◆ **Records**:
━━━━━━━━━━━━━━━━━━━━

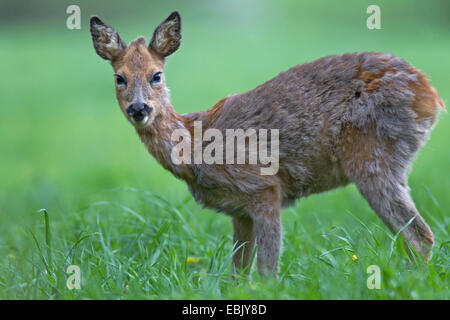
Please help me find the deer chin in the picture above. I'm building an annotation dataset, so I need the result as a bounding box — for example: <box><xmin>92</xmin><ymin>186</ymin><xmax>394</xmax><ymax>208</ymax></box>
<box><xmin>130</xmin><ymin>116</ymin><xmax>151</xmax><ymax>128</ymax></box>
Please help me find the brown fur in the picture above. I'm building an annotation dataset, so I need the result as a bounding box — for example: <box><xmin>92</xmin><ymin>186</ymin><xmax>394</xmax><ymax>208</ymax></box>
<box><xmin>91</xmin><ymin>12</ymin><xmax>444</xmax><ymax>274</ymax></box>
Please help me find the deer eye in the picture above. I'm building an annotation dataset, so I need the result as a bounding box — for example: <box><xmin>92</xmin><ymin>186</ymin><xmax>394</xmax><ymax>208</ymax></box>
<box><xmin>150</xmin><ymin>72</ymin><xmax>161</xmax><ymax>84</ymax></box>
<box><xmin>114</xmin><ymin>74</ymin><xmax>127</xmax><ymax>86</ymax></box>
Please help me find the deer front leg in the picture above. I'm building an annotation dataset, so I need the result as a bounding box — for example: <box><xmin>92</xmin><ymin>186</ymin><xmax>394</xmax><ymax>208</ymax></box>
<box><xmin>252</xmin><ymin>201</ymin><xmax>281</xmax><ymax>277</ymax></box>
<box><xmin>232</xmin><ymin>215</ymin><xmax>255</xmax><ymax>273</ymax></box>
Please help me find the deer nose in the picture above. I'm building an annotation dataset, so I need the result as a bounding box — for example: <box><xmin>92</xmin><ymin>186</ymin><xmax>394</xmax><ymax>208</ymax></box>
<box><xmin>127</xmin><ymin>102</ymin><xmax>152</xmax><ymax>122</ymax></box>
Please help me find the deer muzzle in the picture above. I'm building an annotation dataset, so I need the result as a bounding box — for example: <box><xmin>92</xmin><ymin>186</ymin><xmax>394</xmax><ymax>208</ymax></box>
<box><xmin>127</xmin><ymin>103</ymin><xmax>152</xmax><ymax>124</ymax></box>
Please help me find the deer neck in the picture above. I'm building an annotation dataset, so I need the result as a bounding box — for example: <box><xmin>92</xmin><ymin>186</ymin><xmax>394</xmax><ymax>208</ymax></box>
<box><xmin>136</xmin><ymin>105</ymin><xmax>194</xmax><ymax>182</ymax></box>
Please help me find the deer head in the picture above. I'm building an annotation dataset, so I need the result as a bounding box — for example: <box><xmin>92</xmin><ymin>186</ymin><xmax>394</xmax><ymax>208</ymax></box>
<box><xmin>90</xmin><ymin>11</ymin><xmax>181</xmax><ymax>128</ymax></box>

━━━━━━━━━━━━━━━━━━━━

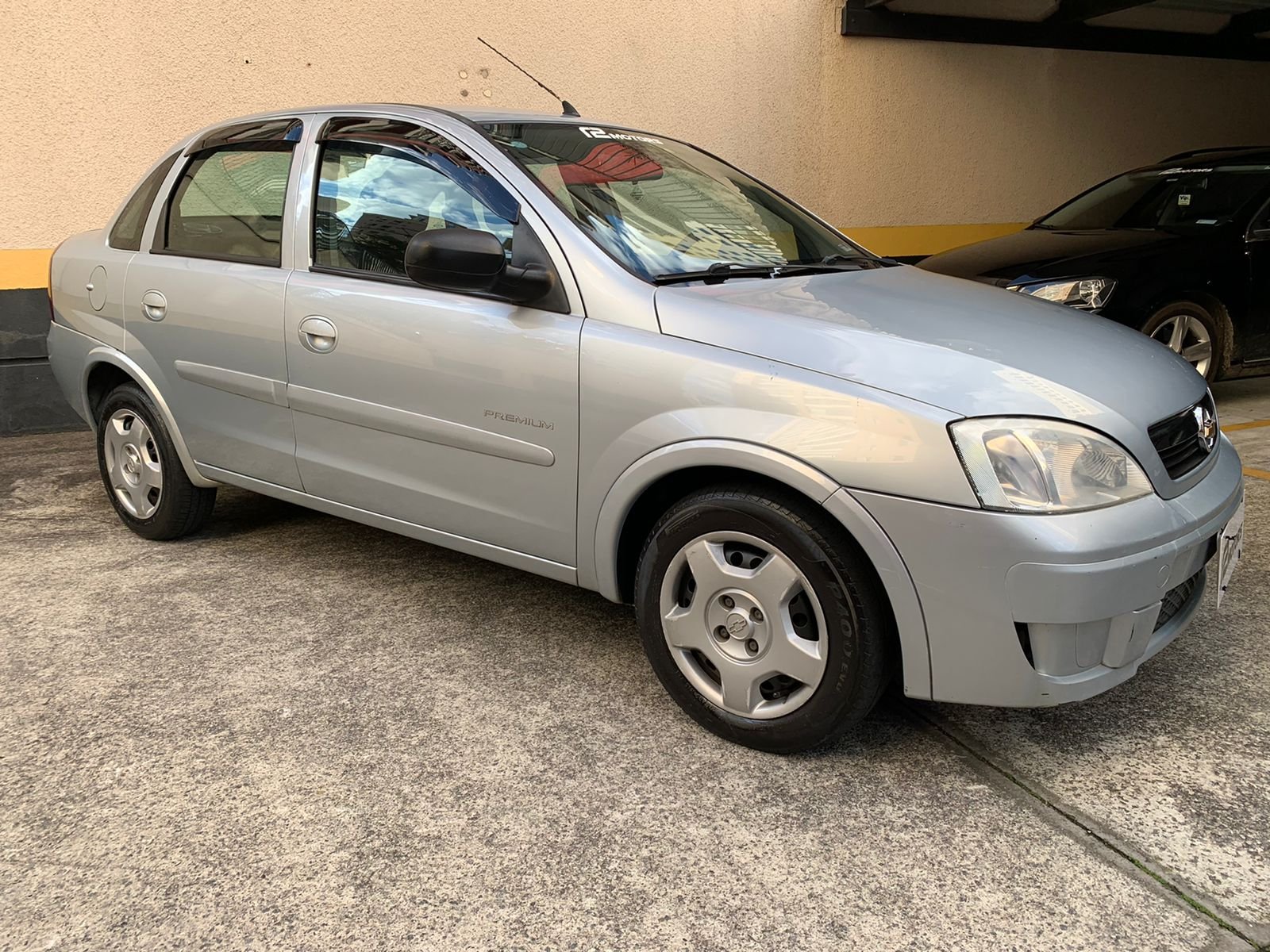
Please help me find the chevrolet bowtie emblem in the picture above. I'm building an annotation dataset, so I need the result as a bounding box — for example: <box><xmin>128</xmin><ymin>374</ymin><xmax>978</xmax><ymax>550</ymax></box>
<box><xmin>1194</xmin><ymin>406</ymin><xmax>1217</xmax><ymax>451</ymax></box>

━━━━━━━━━━━━━━━━━━━━

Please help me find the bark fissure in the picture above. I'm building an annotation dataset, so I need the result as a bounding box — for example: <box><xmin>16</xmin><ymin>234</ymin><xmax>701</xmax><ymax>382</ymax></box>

━━━━━━━━━━━━━━━━━━━━

Which lines in the listing above contain the word "chin"? Gather every one of them, treating uppercase and lowercase as different.

◆ **Result**:
Please help me find the deer chin in the picture above. I'm building an annotation dataset, so I need the result as a bounding box — for example: <box><xmin>92</xmin><ymin>186</ymin><xmax>394</xmax><ymax>208</ymax></box>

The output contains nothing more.